▶ PROMPT
The word "white" may appear in some of the lines below. State how many lines contain it, and write only that number.

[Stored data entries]
Segment Open

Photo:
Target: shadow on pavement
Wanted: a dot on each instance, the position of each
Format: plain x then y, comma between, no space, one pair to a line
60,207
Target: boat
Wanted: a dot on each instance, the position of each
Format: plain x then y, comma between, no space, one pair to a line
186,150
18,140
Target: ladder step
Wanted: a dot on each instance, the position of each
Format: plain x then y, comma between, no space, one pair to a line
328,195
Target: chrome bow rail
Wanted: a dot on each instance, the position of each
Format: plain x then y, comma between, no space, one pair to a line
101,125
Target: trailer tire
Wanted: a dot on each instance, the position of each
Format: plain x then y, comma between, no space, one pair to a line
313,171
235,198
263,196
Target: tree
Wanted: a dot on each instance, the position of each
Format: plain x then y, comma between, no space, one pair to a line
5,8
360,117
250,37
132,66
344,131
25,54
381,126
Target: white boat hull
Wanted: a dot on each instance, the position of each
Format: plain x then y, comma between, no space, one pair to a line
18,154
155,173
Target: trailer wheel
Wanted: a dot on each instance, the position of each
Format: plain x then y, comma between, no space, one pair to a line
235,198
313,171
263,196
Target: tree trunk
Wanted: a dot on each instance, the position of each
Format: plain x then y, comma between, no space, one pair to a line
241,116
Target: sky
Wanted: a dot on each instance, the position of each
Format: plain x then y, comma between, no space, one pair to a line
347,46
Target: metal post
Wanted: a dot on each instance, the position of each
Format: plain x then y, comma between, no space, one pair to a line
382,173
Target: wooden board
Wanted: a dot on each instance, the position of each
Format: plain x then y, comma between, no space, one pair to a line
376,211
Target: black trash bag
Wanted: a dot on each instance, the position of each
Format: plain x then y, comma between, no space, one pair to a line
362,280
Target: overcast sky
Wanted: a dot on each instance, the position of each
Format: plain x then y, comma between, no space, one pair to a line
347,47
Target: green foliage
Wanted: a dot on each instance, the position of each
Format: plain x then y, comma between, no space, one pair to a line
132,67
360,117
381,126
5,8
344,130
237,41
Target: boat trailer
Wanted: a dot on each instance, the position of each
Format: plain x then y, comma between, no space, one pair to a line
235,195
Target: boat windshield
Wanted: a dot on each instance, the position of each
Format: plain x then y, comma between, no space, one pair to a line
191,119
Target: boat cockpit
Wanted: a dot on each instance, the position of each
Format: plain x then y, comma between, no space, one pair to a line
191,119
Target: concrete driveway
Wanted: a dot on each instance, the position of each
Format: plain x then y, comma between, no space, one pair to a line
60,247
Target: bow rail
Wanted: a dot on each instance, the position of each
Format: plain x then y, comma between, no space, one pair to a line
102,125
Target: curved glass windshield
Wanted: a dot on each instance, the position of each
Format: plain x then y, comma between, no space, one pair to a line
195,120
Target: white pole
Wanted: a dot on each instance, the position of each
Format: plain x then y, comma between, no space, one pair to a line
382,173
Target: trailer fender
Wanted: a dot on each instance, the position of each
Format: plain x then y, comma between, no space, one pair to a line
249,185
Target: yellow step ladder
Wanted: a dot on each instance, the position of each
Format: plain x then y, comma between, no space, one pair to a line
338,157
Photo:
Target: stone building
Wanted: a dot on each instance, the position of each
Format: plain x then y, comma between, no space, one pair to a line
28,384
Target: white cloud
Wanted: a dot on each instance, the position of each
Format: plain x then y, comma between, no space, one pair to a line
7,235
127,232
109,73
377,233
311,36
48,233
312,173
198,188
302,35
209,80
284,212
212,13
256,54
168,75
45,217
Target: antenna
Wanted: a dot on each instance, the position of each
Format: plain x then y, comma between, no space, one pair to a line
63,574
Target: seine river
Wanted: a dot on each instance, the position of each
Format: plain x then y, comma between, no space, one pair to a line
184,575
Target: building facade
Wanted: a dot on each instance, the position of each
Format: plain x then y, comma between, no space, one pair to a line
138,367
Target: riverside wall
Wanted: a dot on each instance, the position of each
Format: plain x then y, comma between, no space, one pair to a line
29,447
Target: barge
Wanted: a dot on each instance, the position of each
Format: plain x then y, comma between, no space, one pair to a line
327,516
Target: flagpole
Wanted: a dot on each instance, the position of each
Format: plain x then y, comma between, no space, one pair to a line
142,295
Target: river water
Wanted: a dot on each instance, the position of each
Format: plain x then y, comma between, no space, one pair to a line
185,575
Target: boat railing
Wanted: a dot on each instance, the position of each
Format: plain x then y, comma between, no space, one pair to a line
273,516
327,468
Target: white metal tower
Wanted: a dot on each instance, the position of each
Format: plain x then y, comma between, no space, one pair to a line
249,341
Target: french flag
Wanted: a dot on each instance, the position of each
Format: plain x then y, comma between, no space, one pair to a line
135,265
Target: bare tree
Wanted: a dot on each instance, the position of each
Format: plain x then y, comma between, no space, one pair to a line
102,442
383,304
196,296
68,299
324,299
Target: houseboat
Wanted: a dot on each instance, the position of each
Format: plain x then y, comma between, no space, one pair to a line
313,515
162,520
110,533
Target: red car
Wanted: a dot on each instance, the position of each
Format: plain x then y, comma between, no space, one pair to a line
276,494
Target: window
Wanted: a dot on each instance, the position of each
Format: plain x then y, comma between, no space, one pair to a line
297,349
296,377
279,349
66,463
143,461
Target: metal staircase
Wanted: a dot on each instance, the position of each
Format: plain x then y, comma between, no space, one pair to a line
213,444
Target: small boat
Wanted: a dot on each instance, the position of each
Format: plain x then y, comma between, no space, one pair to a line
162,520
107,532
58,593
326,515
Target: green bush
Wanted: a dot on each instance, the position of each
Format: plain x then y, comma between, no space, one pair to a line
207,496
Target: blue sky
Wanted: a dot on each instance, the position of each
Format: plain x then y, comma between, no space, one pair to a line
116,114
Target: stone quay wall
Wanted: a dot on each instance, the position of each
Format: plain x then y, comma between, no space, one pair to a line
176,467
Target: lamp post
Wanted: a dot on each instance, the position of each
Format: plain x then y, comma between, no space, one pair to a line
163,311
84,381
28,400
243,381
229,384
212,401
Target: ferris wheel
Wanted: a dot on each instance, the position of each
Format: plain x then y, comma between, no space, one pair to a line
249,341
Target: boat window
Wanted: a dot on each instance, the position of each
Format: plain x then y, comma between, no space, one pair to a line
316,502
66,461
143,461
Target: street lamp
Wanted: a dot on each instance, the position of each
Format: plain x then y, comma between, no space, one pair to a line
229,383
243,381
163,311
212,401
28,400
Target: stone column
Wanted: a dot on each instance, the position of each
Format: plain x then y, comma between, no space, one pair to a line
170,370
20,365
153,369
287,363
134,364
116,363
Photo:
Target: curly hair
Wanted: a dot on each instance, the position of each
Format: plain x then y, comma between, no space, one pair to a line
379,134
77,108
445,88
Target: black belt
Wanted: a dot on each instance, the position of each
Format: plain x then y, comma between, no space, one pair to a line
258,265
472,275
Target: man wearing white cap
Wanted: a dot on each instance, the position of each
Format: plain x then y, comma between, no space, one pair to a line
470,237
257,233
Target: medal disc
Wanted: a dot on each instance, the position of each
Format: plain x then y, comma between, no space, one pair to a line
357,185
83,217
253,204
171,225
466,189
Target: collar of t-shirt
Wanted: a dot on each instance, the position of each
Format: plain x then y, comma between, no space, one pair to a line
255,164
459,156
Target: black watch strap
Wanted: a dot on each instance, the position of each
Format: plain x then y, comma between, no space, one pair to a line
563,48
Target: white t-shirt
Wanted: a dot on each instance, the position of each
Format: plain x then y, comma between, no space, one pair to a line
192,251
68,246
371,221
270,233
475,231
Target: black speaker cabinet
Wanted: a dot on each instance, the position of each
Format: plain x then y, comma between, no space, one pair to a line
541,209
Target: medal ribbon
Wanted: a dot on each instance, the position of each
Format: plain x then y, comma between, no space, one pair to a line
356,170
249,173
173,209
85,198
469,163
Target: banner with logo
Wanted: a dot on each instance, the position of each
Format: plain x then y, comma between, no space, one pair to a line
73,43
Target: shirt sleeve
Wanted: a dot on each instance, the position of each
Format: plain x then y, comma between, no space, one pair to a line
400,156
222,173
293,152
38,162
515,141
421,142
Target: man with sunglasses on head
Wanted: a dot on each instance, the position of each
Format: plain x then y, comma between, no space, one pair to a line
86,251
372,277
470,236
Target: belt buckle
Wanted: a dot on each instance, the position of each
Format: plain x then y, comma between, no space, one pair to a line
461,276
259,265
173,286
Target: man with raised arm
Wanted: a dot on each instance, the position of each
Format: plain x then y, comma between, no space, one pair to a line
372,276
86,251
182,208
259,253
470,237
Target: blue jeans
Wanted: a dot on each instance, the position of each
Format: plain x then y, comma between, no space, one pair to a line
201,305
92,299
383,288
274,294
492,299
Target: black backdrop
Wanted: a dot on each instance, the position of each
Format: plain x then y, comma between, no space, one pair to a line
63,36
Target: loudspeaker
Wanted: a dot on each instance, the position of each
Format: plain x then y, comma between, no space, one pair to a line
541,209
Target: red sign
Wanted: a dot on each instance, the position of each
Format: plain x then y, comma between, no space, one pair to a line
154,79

Segment Closed

▶ SOLVED PROBLEM
6